Provided passage:
Honey, I shrunk the equity!
Written by Christine Symes. First published in The Profit.
Reflecting on the past year and considering what’s to come in 2023. How do we summarise the New Zealand property market in 2022? “Contrast” comes to mind. “Against the grain” might be another appropriate phrase. It was an exceptionally intriguing year for New Zealand’s property market.
Professionals at all levels of the sale and purchase of property recognised a significant shift in what had previously been a “sellers’ market” and as we head into 2023 it leaves much room for reflection. Although unrest was to be expected, given the noise of inflation post-pandemic, the nature of last year’s property market has brought about much to consider in the new year. Late 2022 saw a decline of house prices at about 4.5% nationally, leaving many surprised by the remarkably uniform decrease of housing prices from their peak in late 2021.
House prices in Wellington decreased by a whopping 11.7% from October 2021 to October 2022. In Auckland, the decrease in house prices peaked at 4.7% in October 2022 compared to the year prior. Decisions of the Reserve Bank continued to encourage the swelling of interest rates on mortgages, meaning property supply continued to weaken, and prices dropped.

Exercise A: Could you retype the property market article between "Professionals at all" and "in late 2021.", inclusive?
Exercise B: Can you extend the property market article by writing on from its last sentence?
The records aren't needed for any of this work.

Raw data:

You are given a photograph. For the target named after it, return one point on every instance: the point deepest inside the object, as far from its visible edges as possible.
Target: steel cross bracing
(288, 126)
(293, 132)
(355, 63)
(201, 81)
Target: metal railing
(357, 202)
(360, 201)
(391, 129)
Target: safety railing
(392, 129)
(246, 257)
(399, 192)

==

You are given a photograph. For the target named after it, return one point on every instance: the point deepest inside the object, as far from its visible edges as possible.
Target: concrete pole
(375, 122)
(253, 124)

Exercise result A:
Professionals at all levels of the sale and purchase of property recognised a significant shift in what had previously been a “sellers’ market” and as we head into 2023 it leaves much room for reflection. Although unrest was to be expected, given the noise of inflation post-pandemic, the nature of last year’s property market has brought about much to consider in the new year. Late 2022 saw a decline of house prices at about 4.5% nationally, leaving many surprised by the remarkably uniform decrease of housing prices from their peak in late 2021.

Exercise result B:
The conveyancing sector finished the year on an unsure footing affecting all Kiwis on the property ladder. Scratching heads we ask: “What might the property sector hold for 2023?” The general echo was economists’ hypothesising that prices will continue to drop until the end of 2023. Furthermore, we have been warned to expect further increases to interest rates, with some suggesting we should be prepared to see fixed interest rates as high as 9% in 2023.
The uncertainty of a tightening property market appears content on following us through 2023. But like a wheel turning, the cyclic nature of the market means a decline in property prices will, at some point, move towards stability. Whether we can expect this in 2023 is uncertain. The market is influenced by various of internal and external factors, and therefore, any relief emerging through the year must be anticipated patiently. But it’s not all bad. We have recently seen some great initiatives introduced which have opened opportunities for one particular area of the market: first home buyers.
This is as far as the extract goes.